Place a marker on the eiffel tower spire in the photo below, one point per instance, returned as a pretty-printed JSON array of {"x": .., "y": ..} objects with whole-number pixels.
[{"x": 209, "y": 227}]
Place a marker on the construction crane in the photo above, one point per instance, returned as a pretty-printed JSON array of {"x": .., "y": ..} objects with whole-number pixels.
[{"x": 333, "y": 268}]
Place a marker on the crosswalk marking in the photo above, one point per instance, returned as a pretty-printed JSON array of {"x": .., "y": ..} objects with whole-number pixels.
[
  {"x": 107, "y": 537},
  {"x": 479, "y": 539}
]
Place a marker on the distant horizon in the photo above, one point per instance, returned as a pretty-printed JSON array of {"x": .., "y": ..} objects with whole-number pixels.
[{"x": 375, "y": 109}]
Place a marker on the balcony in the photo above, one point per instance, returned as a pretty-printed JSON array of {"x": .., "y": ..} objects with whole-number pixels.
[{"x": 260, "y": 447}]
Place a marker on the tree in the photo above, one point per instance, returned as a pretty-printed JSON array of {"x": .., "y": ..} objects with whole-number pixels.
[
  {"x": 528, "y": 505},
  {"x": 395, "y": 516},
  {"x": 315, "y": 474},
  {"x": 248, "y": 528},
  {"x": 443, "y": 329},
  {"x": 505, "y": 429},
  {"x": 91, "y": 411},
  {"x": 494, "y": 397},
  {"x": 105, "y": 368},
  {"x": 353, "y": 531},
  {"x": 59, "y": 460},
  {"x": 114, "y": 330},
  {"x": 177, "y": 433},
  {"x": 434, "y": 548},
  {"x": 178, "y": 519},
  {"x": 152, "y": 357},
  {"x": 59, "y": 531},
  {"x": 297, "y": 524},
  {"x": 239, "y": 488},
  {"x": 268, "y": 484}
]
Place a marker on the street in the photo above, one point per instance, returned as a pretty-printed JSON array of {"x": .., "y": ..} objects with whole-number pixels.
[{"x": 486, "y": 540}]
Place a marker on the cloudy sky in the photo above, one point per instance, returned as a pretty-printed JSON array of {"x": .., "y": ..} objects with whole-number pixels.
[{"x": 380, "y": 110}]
★ ★ ★ ★
- TASK DIRECTIONS
Output the data from the line containing "Place a marker on the street" through the end of the data, both included, as a JSON list of strings with one string per line and blank lines omitted.

- RESULT FOR THIS EXERCISE
[
  "Place a marker on the street in the photo above, one point per instance, returned as a pretty-printed JSON array of {\"x\": .., \"y\": ..} objects with whole-number pixels.",
  "[{\"x\": 486, \"y\": 540}]",
  "Place a marker on the cloudy sky in the photo above, one point per instance, returned as a pretty-printed JSON array of {\"x\": .., \"y\": ..} objects with whole-number pixels.",
  "[{\"x\": 380, \"y\": 110}]"
]